Apply what you read ->
[1] Reproduce the Liz Lynne biography verbatim from "Member of Parliament for" to "politician (born 1948)", inclusive.
[2] According to the Liz Lynne biography, which seat did Lynne contest and lose in the 1987 general election?

Member of Parliament for Rochdale
- In office 9 April 1992 – 8 April 1997
- Preceded by: Sir Cyril Smith
- Succeeded by: Lorna Fitzsimons

Personal details
- Born: Elizabeth Lynne 22 January 1948 (age 78) Woking
- Party: Liberal Democrat

= Liz Lynne =

British politician (born 1948)

Elizabeth Lynne (born 22 January 1948) is a British Liberal Democrat politician. She was member of parliament (MP) for Rochdale from the 1992 general election until her defeat in the 1997 general election, and a Member of the European Parliament (MEP) for the West Midlands for the 1999 European election until her retirement in 2012.

==Biography==
Lynne was born in Woking and educated at Dorking County Grammar School. Between 1966 and 1989 she was an actress, appearing in The Mousetrap. She also worked as a speech consultant between 1988 and 1992. In 1987 general election she contested Harwich where she was defeated. Lynne is the founder and former chair of the Indonesian Co-ordination for the British Section of Amnesty International. Whilst an MP she was the Liberal Democrats' spokesperson on Health and Community Care, and then spokesperson on Social Security and Disability. She is also one the patrons for the domestic violence charity ManKind Initiative.

Photo-based referring expression data
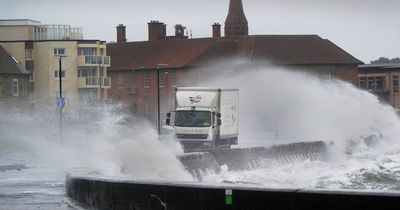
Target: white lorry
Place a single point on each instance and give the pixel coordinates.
(205, 118)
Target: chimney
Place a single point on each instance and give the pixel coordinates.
(157, 30)
(121, 34)
(216, 30)
(180, 31)
(236, 22)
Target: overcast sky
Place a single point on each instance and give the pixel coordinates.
(367, 29)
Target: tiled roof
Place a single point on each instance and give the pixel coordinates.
(8, 64)
(277, 49)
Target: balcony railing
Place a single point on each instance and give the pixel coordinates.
(94, 60)
(106, 82)
(89, 82)
(94, 82)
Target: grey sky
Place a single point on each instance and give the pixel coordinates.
(366, 29)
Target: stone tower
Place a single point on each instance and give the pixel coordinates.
(236, 22)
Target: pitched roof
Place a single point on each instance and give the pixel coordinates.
(277, 49)
(8, 64)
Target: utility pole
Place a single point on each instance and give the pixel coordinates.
(158, 98)
(60, 99)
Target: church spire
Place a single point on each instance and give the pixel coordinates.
(236, 22)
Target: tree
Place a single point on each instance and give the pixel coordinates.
(384, 60)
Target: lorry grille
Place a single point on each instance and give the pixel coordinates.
(192, 136)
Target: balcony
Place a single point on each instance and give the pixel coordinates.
(94, 82)
(133, 91)
(106, 82)
(94, 60)
(89, 82)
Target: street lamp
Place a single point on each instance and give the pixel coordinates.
(60, 99)
(158, 98)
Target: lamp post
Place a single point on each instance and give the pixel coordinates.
(60, 99)
(158, 98)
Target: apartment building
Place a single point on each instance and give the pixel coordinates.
(13, 86)
(45, 49)
(383, 80)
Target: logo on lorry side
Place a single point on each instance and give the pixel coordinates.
(194, 100)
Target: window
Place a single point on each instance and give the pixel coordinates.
(15, 87)
(86, 72)
(120, 80)
(147, 105)
(59, 51)
(28, 54)
(133, 108)
(147, 79)
(174, 80)
(86, 51)
(64, 94)
(325, 75)
(132, 77)
(56, 76)
(372, 83)
(162, 78)
(395, 83)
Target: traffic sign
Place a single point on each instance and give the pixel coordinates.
(60, 102)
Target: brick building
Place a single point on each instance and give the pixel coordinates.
(14, 90)
(381, 80)
(188, 62)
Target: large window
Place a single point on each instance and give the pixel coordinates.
(147, 79)
(395, 83)
(59, 51)
(372, 83)
(15, 87)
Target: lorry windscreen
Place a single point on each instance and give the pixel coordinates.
(193, 119)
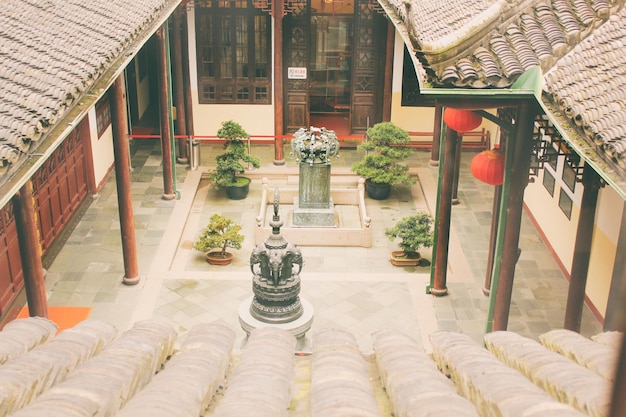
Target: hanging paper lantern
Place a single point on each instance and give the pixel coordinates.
(461, 120)
(488, 166)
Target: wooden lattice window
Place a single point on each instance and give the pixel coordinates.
(234, 52)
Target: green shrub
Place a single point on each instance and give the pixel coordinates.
(385, 148)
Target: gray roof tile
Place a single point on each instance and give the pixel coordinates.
(578, 45)
(51, 52)
(151, 370)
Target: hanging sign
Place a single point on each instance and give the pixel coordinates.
(296, 73)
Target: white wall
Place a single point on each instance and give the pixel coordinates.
(143, 91)
(102, 149)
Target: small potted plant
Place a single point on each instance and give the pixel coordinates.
(227, 173)
(221, 233)
(415, 232)
(384, 148)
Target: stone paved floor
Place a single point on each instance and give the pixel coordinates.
(352, 288)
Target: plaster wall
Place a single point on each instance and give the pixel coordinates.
(207, 118)
(561, 232)
(604, 249)
(102, 149)
(557, 228)
(411, 118)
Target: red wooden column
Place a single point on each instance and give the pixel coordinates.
(179, 94)
(391, 37)
(443, 216)
(434, 155)
(122, 180)
(518, 173)
(457, 169)
(582, 250)
(278, 10)
(30, 252)
(164, 115)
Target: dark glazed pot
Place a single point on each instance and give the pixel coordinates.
(216, 258)
(239, 192)
(377, 191)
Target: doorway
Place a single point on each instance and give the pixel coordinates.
(334, 65)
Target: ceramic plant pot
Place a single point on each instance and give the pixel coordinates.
(216, 258)
(377, 191)
(239, 191)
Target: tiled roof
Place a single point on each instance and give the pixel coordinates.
(480, 44)
(51, 53)
(151, 370)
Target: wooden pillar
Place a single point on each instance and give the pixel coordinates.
(179, 94)
(457, 170)
(122, 178)
(30, 252)
(618, 401)
(444, 214)
(582, 250)
(186, 78)
(518, 176)
(278, 10)
(164, 115)
(434, 155)
(495, 220)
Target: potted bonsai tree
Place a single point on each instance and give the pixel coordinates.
(381, 168)
(415, 232)
(221, 233)
(227, 173)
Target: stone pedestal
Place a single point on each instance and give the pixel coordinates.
(296, 327)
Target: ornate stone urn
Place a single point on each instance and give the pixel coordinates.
(275, 267)
(313, 149)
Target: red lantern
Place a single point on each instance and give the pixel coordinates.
(461, 120)
(488, 166)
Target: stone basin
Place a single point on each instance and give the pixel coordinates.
(352, 225)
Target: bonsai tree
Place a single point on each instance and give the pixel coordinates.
(414, 231)
(385, 148)
(230, 163)
(222, 233)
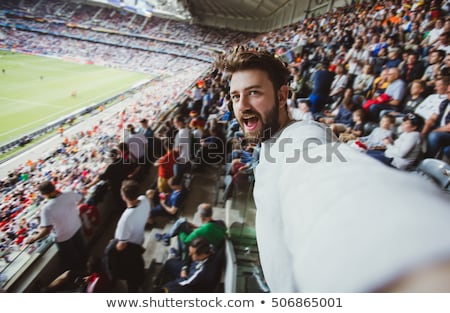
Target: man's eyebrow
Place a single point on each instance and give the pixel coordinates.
(247, 88)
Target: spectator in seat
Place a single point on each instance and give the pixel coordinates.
(203, 273)
(60, 214)
(123, 255)
(169, 204)
(406, 149)
(439, 137)
(213, 230)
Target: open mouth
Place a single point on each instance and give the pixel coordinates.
(250, 121)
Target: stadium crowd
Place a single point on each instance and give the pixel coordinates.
(377, 73)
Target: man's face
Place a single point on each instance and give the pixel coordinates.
(255, 104)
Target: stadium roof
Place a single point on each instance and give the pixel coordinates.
(236, 9)
(252, 15)
(244, 15)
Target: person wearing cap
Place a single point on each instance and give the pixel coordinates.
(60, 215)
(406, 149)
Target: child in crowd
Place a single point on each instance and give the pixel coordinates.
(165, 167)
(375, 141)
(343, 120)
(302, 113)
(356, 129)
(405, 150)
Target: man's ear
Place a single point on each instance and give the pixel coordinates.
(283, 93)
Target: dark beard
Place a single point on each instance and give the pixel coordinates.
(268, 127)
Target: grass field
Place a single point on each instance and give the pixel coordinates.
(37, 90)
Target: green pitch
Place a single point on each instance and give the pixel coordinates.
(35, 90)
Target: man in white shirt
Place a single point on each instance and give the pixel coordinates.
(60, 214)
(312, 237)
(123, 255)
(183, 147)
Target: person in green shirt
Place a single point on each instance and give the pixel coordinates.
(213, 230)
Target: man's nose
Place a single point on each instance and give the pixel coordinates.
(242, 104)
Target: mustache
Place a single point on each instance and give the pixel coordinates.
(250, 113)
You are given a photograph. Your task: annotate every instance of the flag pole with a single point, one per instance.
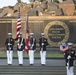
(27, 37)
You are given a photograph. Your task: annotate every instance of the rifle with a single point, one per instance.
(42, 46)
(69, 60)
(9, 45)
(32, 44)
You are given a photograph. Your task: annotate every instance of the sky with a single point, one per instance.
(4, 3)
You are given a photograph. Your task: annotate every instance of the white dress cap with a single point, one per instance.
(31, 33)
(70, 44)
(42, 34)
(9, 33)
(20, 33)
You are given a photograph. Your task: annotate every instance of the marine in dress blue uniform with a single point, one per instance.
(9, 47)
(69, 56)
(20, 48)
(32, 48)
(43, 43)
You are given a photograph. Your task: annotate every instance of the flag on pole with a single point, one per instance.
(18, 24)
(27, 38)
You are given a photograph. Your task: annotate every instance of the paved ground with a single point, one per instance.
(49, 62)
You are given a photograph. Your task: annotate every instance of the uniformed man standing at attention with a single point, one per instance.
(20, 48)
(32, 48)
(43, 43)
(9, 44)
(69, 59)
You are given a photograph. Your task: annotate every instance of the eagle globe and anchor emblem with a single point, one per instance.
(56, 32)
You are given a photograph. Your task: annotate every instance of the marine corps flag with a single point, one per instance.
(18, 24)
(27, 38)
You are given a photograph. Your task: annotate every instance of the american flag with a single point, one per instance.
(18, 24)
(27, 36)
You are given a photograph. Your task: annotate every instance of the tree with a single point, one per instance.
(19, 1)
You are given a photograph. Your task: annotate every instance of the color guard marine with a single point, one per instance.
(32, 48)
(9, 47)
(69, 56)
(20, 48)
(43, 43)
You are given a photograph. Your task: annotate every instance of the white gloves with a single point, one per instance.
(32, 45)
(9, 44)
(69, 57)
(42, 44)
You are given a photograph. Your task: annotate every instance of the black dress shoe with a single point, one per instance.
(9, 64)
(42, 64)
(31, 64)
(20, 64)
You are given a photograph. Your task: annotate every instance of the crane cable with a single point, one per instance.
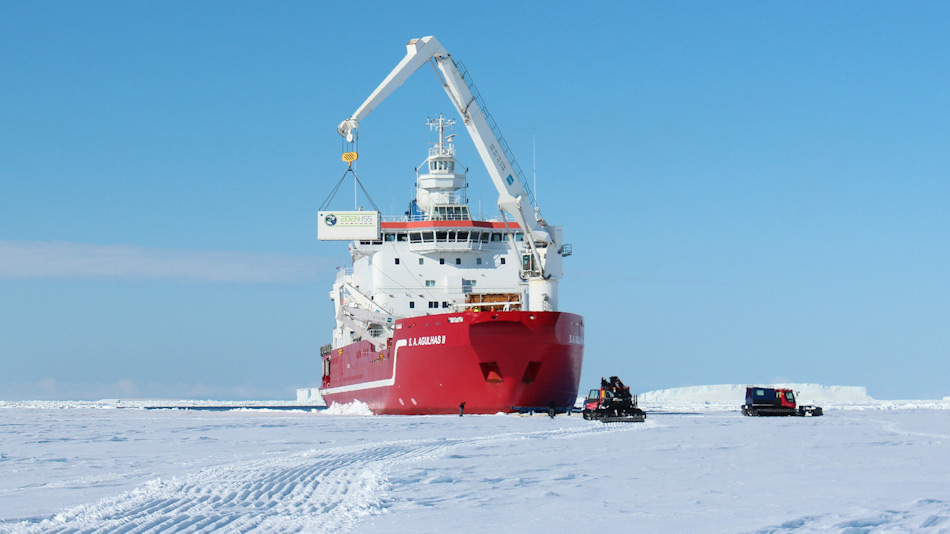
(350, 155)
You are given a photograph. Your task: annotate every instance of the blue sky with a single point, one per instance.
(754, 191)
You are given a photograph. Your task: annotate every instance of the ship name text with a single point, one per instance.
(426, 340)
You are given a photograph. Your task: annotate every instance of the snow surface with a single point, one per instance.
(89, 467)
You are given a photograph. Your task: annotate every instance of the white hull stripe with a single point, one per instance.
(369, 385)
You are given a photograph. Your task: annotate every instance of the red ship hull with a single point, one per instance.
(491, 361)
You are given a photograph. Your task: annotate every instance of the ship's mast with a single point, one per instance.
(441, 177)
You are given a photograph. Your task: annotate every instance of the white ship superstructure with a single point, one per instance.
(437, 258)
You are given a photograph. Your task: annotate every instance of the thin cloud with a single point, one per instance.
(36, 259)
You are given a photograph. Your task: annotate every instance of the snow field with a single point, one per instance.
(71, 470)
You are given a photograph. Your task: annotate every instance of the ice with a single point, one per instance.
(96, 467)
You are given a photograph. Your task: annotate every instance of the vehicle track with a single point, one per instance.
(327, 490)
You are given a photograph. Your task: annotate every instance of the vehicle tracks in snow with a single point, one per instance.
(328, 490)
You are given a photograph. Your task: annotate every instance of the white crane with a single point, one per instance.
(542, 267)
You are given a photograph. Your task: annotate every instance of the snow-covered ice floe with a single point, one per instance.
(729, 397)
(107, 470)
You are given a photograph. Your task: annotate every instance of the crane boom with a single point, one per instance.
(513, 197)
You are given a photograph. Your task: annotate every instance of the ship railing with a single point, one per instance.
(486, 306)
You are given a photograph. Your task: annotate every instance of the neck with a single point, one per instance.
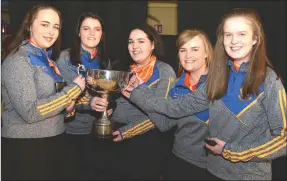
(144, 63)
(195, 76)
(35, 44)
(90, 50)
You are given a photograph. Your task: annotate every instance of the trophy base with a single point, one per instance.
(103, 130)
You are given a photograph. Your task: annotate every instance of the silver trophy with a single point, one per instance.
(105, 83)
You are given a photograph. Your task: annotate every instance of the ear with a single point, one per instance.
(254, 41)
(152, 45)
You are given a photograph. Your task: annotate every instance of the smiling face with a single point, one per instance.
(238, 39)
(44, 30)
(140, 47)
(90, 34)
(192, 55)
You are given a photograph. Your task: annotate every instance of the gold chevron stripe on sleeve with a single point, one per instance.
(60, 102)
(136, 128)
(132, 134)
(283, 110)
(267, 148)
(75, 94)
(141, 129)
(70, 114)
(82, 102)
(151, 84)
(56, 100)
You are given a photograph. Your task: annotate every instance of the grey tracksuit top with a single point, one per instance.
(138, 122)
(81, 119)
(255, 129)
(191, 131)
(33, 109)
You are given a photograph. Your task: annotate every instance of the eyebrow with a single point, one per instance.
(137, 39)
(49, 22)
(243, 31)
(190, 47)
(89, 27)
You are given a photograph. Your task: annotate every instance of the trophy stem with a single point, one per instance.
(103, 127)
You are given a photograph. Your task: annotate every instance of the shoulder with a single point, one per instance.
(64, 55)
(272, 79)
(15, 58)
(165, 68)
(15, 63)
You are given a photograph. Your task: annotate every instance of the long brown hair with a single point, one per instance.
(75, 50)
(24, 31)
(218, 75)
(186, 36)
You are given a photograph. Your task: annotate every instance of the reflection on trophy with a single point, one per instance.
(104, 83)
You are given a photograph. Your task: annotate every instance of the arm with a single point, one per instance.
(141, 126)
(18, 77)
(190, 104)
(265, 148)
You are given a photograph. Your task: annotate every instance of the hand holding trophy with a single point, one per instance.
(104, 83)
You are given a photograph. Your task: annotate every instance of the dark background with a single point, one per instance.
(119, 16)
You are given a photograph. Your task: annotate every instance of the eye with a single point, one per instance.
(45, 25)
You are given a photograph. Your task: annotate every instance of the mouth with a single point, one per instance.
(49, 39)
(189, 61)
(235, 48)
(91, 38)
(136, 53)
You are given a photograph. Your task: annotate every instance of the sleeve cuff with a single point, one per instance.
(224, 146)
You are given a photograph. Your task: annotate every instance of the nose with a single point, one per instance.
(92, 32)
(51, 31)
(135, 45)
(234, 39)
(188, 54)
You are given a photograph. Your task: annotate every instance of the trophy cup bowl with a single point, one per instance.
(105, 83)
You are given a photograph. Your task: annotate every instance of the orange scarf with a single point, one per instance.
(236, 66)
(144, 72)
(94, 53)
(187, 82)
(51, 63)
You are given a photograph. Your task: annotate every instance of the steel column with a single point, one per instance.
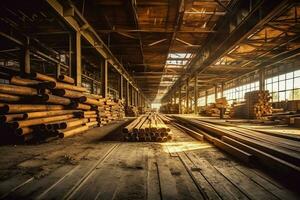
(104, 78)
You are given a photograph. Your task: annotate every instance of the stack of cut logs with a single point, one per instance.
(111, 110)
(169, 108)
(263, 106)
(214, 109)
(147, 128)
(39, 106)
(132, 111)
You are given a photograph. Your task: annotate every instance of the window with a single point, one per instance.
(284, 86)
(238, 93)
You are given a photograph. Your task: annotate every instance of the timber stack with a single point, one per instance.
(132, 111)
(263, 106)
(38, 106)
(147, 128)
(214, 109)
(169, 108)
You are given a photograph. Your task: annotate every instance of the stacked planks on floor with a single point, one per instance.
(214, 109)
(132, 111)
(256, 106)
(111, 110)
(169, 108)
(147, 128)
(262, 107)
(280, 154)
(38, 106)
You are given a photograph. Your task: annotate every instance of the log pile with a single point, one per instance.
(147, 128)
(38, 106)
(214, 109)
(132, 111)
(263, 106)
(169, 108)
(256, 106)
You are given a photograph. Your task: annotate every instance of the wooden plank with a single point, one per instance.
(267, 160)
(246, 185)
(238, 153)
(132, 184)
(167, 182)
(185, 186)
(103, 172)
(200, 181)
(222, 186)
(65, 184)
(153, 189)
(268, 185)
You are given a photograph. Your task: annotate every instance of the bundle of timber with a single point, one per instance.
(132, 111)
(38, 106)
(256, 106)
(263, 107)
(147, 128)
(214, 109)
(111, 110)
(279, 153)
(169, 108)
(238, 110)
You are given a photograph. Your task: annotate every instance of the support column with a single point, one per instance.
(77, 69)
(187, 96)
(206, 97)
(121, 87)
(216, 92)
(127, 94)
(180, 100)
(25, 59)
(104, 79)
(222, 90)
(262, 79)
(196, 94)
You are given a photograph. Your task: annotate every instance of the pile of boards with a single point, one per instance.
(111, 110)
(38, 106)
(278, 152)
(257, 105)
(132, 111)
(169, 108)
(263, 106)
(214, 109)
(147, 128)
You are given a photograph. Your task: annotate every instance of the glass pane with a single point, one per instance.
(281, 96)
(269, 87)
(289, 75)
(297, 73)
(297, 94)
(281, 85)
(289, 84)
(289, 95)
(297, 82)
(282, 77)
(274, 79)
(275, 96)
(275, 86)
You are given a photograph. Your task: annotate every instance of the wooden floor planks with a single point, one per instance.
(115, 170)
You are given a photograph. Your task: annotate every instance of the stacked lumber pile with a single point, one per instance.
(238, 110)
(132, 111)
(214, 109)
(263, 106)
(276, 152)
(169, 108)
(256, 106)
(38, 106)
(147, 128)
(111, 110)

Solution list ->
[1]
Member of Parliament for Rochdale
- In office 9 April 1992 – 8 April 1997
- Preceded by: Sir Cyril Smith
- Succeeded by: Lorna Fitzsimons

Personal details
- Born: Elizabeth Lynne 22 January 1948 (age 78) Woking
- Party: Liberal Democrat

= Liz Lynne =

British politician (born 1948)

[2] Harwich.